** START **

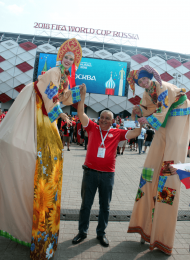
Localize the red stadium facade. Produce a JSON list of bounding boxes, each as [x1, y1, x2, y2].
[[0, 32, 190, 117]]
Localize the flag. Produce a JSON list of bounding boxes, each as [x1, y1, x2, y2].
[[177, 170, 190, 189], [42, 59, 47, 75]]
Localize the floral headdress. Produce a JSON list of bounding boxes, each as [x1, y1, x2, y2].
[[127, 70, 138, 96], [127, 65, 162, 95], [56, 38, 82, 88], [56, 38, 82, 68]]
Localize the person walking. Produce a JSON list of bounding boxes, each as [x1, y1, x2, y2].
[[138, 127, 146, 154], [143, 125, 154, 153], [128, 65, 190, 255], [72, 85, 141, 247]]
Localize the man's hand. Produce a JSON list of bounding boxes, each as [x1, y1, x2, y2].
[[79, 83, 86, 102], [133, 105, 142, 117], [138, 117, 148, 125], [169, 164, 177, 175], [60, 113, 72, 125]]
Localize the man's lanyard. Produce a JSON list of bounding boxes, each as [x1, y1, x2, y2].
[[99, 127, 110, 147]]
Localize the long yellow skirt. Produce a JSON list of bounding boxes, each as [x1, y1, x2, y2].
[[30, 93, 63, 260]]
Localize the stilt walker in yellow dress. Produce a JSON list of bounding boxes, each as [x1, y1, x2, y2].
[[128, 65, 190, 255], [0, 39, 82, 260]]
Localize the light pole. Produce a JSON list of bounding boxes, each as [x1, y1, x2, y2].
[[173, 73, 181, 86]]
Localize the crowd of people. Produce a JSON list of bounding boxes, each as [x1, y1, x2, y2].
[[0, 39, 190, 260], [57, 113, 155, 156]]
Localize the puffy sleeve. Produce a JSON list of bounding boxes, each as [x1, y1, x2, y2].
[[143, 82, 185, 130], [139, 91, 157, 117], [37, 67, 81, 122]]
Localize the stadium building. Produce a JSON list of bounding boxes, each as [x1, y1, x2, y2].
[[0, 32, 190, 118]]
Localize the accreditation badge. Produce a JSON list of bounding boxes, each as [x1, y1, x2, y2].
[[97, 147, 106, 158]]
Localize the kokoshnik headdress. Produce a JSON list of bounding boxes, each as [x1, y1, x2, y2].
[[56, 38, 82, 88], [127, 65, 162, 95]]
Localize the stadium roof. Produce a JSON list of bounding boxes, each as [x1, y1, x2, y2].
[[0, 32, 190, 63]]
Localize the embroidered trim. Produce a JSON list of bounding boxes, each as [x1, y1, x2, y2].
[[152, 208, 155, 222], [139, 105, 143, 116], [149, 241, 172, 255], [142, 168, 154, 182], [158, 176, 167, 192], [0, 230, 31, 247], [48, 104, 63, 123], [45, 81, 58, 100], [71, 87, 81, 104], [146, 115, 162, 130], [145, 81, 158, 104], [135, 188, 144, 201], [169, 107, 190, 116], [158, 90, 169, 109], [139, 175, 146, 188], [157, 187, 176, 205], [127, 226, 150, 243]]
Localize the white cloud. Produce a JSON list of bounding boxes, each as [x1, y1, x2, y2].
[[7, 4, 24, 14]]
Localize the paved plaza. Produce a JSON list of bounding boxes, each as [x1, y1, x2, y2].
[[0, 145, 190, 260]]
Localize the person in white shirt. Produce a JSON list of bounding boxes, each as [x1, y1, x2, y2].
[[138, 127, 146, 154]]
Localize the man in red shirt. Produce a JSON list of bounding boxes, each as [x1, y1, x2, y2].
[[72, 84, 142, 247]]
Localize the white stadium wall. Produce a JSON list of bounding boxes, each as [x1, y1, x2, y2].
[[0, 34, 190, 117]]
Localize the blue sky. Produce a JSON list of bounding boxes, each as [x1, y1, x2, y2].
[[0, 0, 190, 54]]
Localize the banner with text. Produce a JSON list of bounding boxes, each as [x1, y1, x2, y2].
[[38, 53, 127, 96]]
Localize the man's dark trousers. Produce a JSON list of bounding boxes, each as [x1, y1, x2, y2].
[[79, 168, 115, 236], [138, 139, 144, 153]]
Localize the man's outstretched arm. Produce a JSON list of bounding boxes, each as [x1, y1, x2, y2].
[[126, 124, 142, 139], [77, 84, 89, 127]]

** END **
** START **

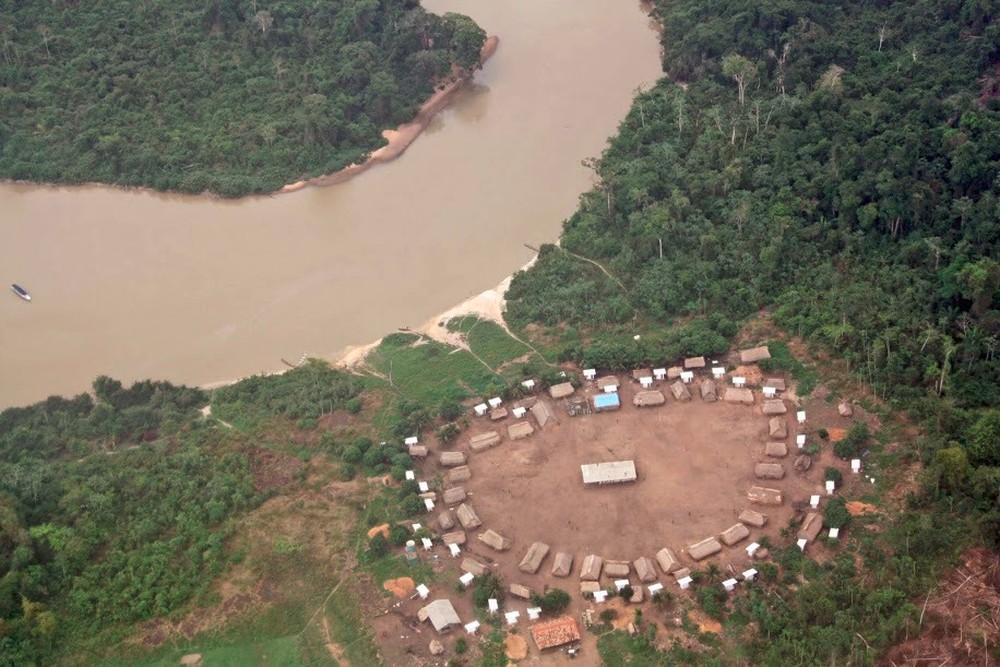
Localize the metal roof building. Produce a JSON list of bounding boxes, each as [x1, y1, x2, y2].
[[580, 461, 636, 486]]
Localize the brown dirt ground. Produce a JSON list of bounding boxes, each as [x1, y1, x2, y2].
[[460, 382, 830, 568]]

** END **
** START **

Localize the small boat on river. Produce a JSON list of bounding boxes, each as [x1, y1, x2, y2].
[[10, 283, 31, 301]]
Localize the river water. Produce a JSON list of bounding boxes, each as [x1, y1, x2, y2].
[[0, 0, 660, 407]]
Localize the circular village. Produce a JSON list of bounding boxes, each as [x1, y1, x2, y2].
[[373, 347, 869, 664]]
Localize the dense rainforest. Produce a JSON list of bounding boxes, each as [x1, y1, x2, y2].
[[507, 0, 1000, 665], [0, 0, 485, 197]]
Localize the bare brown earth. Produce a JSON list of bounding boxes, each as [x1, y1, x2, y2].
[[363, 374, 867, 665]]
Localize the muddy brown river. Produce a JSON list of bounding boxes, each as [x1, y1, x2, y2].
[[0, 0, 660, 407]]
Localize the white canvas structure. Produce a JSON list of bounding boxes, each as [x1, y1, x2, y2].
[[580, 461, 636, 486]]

** END **

**Goal**
Print the lines of the listing above verbatim, starting at the line that contains "Localize the white stadium" and ending at the line that contains "[[79, 168, 115, 236], [138, 139, 144, 153]]", both included, and nothing else.

**Exercise solution**
Localize the white stadium wall. Produce a JSON list of bounding boxes, each as [x1, y1, x2, y2].
[[0, 34, 190, 117]]
Localize the blue sky. Produce a JSON list of bounding boxes, each as [x1, y1, x2, y2].
[[0, 0, 190, 54]]
Localize the banner with text. Produce a JSON list of bounding boxes, each as [x1, y1, x2, y2].
[[38, 53, 127, 96]]
Localize the man's dark trousers. Produce a JSON list of bounding boxes, each as [x1, y1, x2, y2].
[[79, 168, 115, 236], [138, 139, 144, 153]]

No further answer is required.